- **选文**
· · · · ·
虽然 difflib.Differ 类展示了所有的输入行,difflib.unified_diff() 仅包括修改过的行和一些上下文。

diff = difflib.unified_diff(
    text1_lines,
    text2_lines,
    lineterm='',
)
Code('\n'.join(diff), language="python")
--- 
+++ 
@@ -1,11 +1,11 @@
 Lorem ipsum dolor sit amet, consectetuer adipiscing
 elit. Integer eu lacus accumsan arcu fermentum euismod. Donec
-pulvinar porttitor tellus. Aliquam venenatis. Donec facilisis
-pharetra tortor.  In nec mauris eget magna consequat
-convalis. Nam sed sem vitae odio pellentesque interdum. Sed
+pulvinar, porttitor tellus. Aliquam venenatis. Donec facilisis
+pharetra tortor. In nec mauris eget magna consequat
+convalis. Nam cras vitae mi vitae odio pellentesque interdum. Sed
 consequat viverra nisl. Suspendisse arcu metus, blandit quis,
 rhoncus ac, pharetra eget, velit. Mauris urna. Morbi nonummy
 molestie orci. Praesent nisi elit, fringilla ac, suscipit non,
 tristique vel, mauris. Curabitur vel lorem id nisl porta
-adipiscing. Suspendisse eu lectus. In nunc. Duis vulputate
-tristique enim. Donec quis lectus a justo imperdiet tempus.
· · · · ·
- **练习目标**
按照选文的说法,difflib.unified_diff() 的输出包括哪些行?

- **数据摘录**
· · · · ·
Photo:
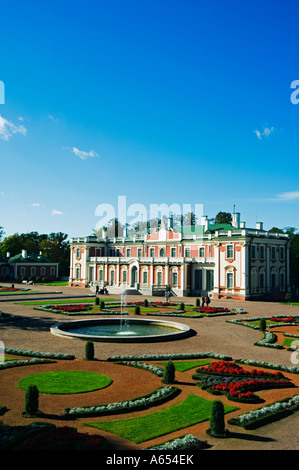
· · · · ·
- **解答**
仅包括修改过的行和一些上下文。